- _Work instruction_: Give again, word for word, every line below from the one that has "Query: yellow fire truck" through the one that has "Query: headlight", both included, and no others.

[Natural language region descriptions]
-=-=-
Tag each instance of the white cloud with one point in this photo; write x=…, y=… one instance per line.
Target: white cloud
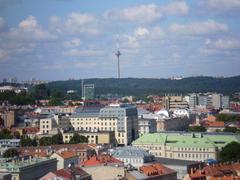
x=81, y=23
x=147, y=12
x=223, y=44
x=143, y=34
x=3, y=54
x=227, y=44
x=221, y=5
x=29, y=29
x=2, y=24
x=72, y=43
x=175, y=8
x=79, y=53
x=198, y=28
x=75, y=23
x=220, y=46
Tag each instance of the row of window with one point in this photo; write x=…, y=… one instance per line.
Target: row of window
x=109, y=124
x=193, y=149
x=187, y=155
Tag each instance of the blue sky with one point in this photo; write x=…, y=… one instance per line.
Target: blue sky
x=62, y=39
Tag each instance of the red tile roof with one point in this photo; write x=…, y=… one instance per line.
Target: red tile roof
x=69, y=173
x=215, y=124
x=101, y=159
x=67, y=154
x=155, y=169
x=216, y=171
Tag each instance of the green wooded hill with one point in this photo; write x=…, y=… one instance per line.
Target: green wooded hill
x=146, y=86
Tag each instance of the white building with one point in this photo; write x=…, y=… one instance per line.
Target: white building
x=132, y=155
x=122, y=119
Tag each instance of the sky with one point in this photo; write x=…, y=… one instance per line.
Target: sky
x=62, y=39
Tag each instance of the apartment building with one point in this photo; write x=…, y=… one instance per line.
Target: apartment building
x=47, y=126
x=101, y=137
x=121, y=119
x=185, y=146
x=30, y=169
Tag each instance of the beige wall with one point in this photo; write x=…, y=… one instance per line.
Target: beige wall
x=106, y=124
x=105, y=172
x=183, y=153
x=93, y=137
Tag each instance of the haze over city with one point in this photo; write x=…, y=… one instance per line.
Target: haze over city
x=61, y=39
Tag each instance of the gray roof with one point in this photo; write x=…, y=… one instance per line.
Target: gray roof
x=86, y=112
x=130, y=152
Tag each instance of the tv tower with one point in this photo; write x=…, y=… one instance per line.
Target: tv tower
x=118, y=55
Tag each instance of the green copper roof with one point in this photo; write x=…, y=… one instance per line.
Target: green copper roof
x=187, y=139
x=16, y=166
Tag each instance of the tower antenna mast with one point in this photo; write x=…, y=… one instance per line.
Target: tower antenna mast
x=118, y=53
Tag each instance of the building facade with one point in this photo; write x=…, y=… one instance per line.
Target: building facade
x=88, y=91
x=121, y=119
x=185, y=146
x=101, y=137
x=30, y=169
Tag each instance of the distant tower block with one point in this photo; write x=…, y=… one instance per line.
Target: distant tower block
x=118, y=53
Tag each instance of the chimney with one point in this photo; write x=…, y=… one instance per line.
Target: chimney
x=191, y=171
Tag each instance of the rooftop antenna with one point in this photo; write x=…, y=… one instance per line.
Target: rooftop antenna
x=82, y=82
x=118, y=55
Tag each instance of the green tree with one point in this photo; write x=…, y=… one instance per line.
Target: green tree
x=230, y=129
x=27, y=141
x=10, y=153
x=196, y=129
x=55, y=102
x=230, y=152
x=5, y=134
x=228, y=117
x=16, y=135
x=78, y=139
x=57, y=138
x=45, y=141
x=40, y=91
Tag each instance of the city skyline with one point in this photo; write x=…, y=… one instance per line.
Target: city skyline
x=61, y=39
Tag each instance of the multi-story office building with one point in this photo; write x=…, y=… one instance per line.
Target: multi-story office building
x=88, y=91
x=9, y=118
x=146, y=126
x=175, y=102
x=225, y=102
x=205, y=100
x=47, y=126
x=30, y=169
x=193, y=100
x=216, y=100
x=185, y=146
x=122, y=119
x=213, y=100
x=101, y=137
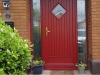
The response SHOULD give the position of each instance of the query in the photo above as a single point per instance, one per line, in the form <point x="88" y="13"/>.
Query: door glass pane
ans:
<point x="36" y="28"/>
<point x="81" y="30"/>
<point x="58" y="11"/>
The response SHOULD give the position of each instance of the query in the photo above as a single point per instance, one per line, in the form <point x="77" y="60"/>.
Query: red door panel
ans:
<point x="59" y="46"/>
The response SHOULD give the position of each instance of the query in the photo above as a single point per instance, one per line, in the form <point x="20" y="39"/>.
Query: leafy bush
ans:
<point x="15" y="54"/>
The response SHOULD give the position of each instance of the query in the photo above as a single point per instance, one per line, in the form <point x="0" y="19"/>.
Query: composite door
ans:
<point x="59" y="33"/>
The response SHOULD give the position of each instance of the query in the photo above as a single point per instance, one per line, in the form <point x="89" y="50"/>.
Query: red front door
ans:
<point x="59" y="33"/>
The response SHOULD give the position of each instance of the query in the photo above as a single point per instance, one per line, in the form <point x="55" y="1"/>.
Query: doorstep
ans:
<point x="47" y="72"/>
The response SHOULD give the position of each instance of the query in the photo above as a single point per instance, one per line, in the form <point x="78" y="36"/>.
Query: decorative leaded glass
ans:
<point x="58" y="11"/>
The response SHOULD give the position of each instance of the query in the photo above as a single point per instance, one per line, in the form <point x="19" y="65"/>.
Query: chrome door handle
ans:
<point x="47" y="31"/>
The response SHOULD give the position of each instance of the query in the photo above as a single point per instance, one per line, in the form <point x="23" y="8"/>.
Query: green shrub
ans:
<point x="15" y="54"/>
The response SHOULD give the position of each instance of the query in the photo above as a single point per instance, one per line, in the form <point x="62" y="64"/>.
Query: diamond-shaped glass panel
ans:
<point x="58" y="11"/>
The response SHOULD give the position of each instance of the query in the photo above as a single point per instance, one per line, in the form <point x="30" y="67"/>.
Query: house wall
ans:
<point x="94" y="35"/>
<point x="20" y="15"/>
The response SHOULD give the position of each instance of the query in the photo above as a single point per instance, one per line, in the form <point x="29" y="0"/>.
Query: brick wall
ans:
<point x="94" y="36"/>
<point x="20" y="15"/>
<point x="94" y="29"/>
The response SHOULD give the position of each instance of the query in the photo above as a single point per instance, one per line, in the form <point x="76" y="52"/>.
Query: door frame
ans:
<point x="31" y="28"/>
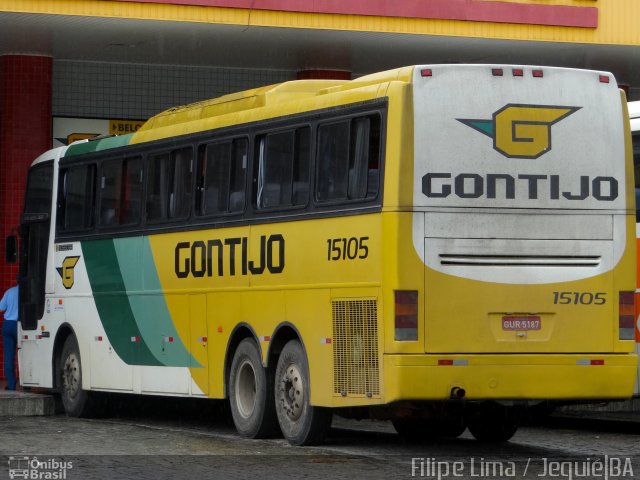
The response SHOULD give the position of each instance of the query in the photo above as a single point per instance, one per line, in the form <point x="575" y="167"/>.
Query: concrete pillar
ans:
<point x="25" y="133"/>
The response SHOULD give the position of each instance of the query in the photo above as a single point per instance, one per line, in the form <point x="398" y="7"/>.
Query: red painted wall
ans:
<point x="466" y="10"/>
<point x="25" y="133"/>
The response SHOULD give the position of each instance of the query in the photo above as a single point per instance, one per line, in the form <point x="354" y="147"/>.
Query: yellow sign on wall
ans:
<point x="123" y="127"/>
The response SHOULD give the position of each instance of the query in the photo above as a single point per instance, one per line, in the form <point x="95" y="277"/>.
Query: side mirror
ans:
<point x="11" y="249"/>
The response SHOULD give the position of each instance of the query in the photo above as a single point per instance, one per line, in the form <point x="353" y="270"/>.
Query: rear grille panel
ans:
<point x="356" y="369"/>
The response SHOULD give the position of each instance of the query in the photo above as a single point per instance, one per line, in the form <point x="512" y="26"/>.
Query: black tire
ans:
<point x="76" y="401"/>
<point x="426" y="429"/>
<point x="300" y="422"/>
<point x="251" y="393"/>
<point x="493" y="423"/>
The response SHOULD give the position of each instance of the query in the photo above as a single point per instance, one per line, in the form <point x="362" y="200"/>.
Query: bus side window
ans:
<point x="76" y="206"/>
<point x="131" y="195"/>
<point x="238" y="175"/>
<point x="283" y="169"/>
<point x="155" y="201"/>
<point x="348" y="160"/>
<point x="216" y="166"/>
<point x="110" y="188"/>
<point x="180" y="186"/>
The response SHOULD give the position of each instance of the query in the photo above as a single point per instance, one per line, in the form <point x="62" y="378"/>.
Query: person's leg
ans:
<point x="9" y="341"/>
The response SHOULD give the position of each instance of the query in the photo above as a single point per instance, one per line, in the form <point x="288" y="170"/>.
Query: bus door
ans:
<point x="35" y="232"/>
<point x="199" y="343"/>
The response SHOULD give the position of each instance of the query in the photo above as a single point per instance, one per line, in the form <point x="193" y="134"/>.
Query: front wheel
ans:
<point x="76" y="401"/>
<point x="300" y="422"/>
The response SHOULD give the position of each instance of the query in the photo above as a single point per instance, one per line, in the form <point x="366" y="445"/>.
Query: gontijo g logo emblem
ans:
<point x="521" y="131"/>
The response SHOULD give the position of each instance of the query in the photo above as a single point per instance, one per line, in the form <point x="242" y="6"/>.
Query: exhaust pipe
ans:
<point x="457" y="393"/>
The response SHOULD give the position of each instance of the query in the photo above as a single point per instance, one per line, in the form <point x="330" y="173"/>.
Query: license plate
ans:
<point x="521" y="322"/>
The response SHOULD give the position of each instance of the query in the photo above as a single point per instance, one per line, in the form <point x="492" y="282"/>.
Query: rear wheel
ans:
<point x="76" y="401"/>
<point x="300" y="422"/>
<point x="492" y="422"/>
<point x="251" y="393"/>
-=-=-
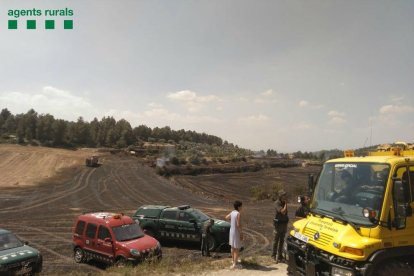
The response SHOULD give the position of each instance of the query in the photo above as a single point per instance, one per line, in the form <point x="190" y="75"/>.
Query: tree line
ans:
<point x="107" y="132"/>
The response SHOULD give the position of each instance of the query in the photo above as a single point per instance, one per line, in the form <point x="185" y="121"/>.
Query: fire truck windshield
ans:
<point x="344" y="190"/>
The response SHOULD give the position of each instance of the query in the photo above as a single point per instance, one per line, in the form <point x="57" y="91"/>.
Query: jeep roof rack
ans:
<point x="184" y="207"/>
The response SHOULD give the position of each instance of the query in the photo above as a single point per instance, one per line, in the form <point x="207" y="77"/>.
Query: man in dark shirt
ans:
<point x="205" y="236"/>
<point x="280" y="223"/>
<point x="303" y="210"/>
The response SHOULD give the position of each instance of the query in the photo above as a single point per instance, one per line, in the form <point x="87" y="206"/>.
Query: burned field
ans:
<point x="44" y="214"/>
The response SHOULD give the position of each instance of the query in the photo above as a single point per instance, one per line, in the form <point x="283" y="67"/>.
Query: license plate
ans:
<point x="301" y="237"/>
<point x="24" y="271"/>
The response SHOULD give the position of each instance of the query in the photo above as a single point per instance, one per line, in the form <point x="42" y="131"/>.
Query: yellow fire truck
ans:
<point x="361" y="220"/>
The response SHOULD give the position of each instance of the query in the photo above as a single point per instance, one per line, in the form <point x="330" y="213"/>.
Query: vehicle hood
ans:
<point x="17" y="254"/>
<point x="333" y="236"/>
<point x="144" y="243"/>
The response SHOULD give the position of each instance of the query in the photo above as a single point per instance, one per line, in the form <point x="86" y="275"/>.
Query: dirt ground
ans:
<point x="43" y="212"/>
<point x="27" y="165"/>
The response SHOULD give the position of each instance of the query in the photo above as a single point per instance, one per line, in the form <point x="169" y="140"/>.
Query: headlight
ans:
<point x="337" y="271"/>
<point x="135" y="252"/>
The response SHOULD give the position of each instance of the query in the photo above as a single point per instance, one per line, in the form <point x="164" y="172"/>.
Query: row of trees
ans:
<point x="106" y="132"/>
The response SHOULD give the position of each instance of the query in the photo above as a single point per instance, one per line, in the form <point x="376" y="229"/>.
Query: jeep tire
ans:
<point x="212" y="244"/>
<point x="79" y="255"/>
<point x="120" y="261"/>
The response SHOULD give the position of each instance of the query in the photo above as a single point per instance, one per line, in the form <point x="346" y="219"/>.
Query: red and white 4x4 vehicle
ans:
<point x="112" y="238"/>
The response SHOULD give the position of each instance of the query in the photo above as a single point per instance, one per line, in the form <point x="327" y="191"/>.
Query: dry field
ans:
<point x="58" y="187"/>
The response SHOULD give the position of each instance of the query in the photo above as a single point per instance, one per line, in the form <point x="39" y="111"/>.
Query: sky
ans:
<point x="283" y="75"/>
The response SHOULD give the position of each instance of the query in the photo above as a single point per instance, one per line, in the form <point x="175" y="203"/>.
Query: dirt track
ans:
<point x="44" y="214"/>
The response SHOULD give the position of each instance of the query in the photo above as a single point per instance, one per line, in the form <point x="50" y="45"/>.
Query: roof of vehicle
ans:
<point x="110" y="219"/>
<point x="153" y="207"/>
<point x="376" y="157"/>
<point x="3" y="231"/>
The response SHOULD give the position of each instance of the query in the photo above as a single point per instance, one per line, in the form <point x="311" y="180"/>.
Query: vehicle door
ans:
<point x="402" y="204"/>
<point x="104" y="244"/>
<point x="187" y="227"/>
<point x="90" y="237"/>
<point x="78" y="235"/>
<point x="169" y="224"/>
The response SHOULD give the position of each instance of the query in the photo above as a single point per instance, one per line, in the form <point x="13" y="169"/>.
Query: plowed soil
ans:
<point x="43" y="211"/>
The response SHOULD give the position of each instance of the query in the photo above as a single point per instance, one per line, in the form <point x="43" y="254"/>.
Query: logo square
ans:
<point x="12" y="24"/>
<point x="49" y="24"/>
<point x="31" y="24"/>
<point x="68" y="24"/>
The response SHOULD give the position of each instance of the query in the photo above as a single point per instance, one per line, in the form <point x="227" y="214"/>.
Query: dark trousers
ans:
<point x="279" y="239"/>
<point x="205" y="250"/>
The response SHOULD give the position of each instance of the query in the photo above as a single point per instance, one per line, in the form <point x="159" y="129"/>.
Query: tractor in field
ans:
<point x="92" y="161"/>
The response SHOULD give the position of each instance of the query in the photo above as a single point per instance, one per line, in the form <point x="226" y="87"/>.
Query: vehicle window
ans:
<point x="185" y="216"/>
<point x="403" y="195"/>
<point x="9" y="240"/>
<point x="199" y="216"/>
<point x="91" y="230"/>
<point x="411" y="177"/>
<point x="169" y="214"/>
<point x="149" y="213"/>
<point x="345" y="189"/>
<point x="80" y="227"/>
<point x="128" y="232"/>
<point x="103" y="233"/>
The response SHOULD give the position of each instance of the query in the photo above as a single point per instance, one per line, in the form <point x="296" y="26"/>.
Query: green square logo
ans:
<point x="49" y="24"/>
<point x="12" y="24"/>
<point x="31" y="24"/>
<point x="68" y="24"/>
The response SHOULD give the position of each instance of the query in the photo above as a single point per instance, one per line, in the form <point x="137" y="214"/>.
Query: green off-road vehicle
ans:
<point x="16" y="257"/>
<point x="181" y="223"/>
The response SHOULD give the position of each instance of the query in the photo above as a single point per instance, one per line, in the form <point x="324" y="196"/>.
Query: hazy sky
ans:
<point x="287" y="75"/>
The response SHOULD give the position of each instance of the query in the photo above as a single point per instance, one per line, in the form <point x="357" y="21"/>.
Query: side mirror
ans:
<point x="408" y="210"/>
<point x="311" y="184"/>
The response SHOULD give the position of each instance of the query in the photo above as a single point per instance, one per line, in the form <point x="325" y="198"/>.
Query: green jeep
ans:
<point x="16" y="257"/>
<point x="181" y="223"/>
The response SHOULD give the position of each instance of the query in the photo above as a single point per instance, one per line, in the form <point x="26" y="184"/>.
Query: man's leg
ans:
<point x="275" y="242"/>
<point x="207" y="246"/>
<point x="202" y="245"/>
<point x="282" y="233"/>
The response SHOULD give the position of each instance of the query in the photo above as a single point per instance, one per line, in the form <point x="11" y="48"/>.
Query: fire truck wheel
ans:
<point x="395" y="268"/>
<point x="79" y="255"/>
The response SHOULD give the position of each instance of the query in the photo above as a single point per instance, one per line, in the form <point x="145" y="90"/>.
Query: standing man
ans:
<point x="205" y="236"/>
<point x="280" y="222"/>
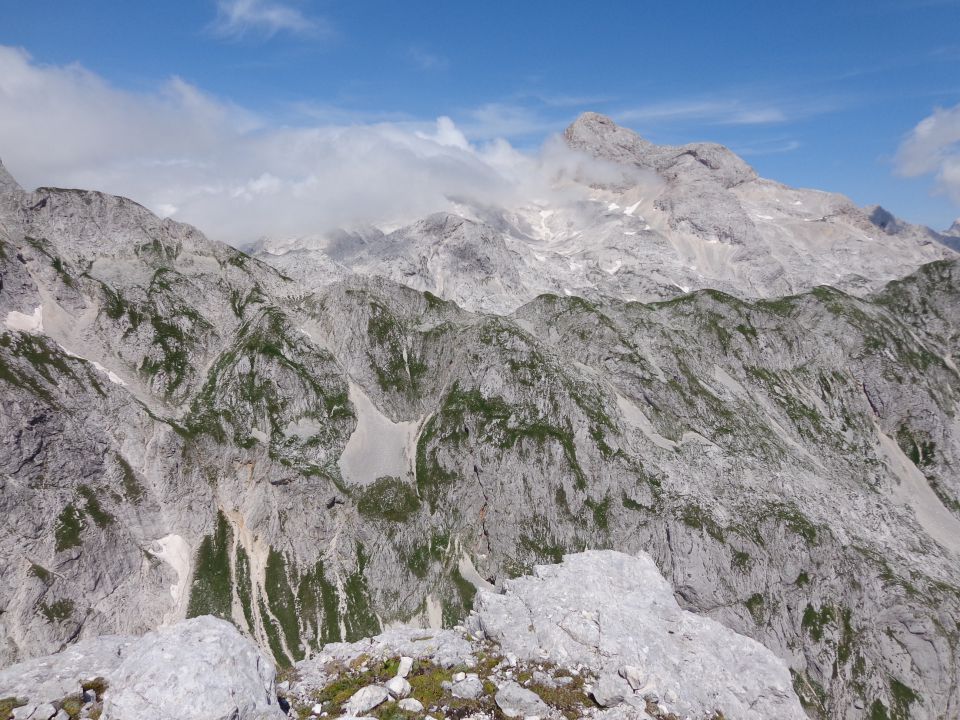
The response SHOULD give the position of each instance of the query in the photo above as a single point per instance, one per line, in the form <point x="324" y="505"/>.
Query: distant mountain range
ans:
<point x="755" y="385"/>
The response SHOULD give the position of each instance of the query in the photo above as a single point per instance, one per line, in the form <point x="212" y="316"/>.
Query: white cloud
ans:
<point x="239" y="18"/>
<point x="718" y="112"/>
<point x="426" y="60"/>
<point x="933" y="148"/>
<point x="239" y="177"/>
-=-=-
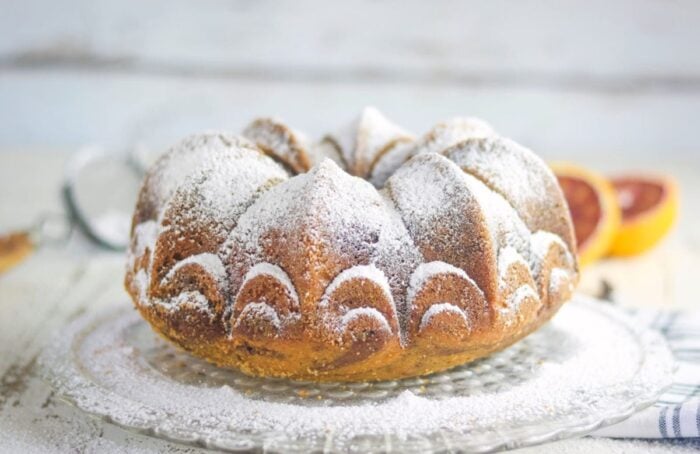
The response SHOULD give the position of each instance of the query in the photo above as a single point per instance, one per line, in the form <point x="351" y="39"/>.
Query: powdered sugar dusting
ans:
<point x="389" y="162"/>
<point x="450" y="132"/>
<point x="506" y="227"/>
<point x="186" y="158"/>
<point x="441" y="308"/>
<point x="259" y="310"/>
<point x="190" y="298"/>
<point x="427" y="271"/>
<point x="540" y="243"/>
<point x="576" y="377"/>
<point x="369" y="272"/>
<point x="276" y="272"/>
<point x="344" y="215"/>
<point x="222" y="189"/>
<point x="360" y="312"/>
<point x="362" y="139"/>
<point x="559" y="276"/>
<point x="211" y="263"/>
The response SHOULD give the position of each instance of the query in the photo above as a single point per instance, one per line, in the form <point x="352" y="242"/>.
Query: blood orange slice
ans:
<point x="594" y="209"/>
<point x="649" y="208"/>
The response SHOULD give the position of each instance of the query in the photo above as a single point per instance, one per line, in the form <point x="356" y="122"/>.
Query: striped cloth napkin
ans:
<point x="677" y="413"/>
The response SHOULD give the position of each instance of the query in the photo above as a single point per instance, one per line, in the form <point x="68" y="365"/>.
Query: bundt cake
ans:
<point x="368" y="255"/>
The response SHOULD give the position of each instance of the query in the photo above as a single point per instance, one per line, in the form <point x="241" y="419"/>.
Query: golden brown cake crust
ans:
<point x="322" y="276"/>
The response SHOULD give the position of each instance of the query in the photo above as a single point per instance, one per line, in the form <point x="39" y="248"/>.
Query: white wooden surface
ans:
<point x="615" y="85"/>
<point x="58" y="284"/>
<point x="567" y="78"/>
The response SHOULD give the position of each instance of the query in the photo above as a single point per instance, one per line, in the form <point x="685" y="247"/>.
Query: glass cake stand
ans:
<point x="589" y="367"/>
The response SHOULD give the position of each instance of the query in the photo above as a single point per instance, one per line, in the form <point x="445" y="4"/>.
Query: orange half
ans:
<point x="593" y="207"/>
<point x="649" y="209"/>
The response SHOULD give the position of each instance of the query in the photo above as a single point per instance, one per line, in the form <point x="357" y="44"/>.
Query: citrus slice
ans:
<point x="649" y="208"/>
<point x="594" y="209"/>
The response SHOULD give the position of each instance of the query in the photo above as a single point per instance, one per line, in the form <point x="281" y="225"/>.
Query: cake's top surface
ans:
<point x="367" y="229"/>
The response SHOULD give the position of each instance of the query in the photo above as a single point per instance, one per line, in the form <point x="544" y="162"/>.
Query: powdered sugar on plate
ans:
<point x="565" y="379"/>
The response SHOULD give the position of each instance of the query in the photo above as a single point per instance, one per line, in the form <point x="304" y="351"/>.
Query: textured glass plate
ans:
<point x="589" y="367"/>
-=-=-
- _Answer box_:
Query: yellow fire truck
ans:
<point x="361" y="220"/>
The response SHOULD give the position of each instance of the query in the photo above as a single point per instance, one per line, in the form <point x="330" y="213"/>.
Query: vehicle hood
ans:
<point x="17" y="254"/>
<point x="333" y="236"/>
<point x="144" y="243"/>
The response SHOULD give the position of each instance of the query in the photo above as a single point per instance, one per line, in the form <point x="86" y="275"/>.
Query: dirt ground
ans:
<point x="43" y="212"/>
<point x="27" y="165"/>
The response SHOULD give the position of each instance of the query in the photo above as a single point per instance, one per line, in the form <point x="169" y="140"/>.
Query: headlight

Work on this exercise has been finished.